** start of DATA **
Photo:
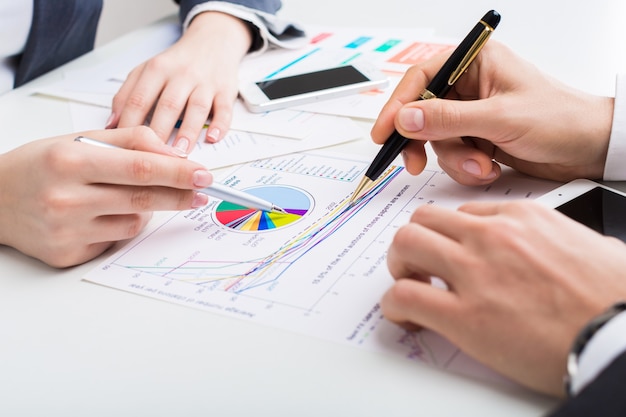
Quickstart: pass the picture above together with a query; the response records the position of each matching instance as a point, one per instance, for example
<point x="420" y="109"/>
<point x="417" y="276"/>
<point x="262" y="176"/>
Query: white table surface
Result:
<point x="70" y="348"/>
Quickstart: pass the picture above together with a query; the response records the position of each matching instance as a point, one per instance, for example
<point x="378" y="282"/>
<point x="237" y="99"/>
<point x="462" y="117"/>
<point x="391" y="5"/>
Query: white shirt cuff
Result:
<point x="270" y="27"/>
<point x="605" y="345"/>
<point x="615" y="166"/>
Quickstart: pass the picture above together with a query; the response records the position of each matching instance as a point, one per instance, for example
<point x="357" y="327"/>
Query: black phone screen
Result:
<point x="310" y="82"/>
<point x="600" y="209"/>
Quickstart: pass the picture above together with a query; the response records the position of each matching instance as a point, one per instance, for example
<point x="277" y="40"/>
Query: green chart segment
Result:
<point x="295" y="202"/>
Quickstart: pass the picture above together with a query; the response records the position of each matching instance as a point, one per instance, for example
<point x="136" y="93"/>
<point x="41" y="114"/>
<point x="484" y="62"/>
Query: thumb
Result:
<point x="439" y="119"/>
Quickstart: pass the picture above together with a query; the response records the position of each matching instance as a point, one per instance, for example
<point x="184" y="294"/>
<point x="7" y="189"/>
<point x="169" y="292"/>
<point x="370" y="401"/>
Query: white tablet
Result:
<point x="597" y="206"/>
** end of DATA **
→ **EXERCISE AIM**: Keep every word of the data as it is when you write it out, but drop the pictures.

→ **EXERCISE RESPONSE**:
Photo:
Quickstart: pass the picture above together with a query; the response records the position of each matching instance as a point, one per instance, for example
<point x="420" y="109"/>
<point x="417" y="276"/>
<point x="262" y="176"/>
Query: white table surface
Result:
<point x="70" y="348"/>
Quickstart: pass the picture above together with a query; the response records the position of each matching instance as a point, one per instance, for example
<point x="378" y="282"/>
<point x="237" y="99"/>
<point x="462" y="117"/>
<point x="391" y="5"/>
Query: white shirt cuff
Result:
<point x="270" y="27"/>
<point x="605" y="345"/>
<point x="615" y="166"/>
Quickstart: pass the picture above together with a query; the response records the position of each matching instance as a point, one per instance, for example
<point x="357" y="327"/>
Query: black phone screen
Result:
<point x="310" y="82"/>
<point x="600" y="209"/>
Quickstart: pass the picture above together with a query; the response records the position of each matching instance as a point, one per instance, for example
<point x="277" y="40"/>
Query: green chart segment
Result:
<point x="295" y="202"/>
Quickstart: pass the picture above together with a query; the response records the position of each matching instance as a point, one per instance, for example
<point x="136" y="93"/>
<point x="41" y="114"/>
<point x="484" y="62"/>
Query: thumb
Result:
<point x="439" y="119"/>
Quickstart: pass the picture above together with a query; the response records the position of each matching instance as a point, one per instance, for example
<point x="184" y="294"/>
<point x="7" y="189"/>
<point x="169" y="292"/>
<point x="370" y="401"/>
Query: white tablet
Result:
<point x="597" y="206"/>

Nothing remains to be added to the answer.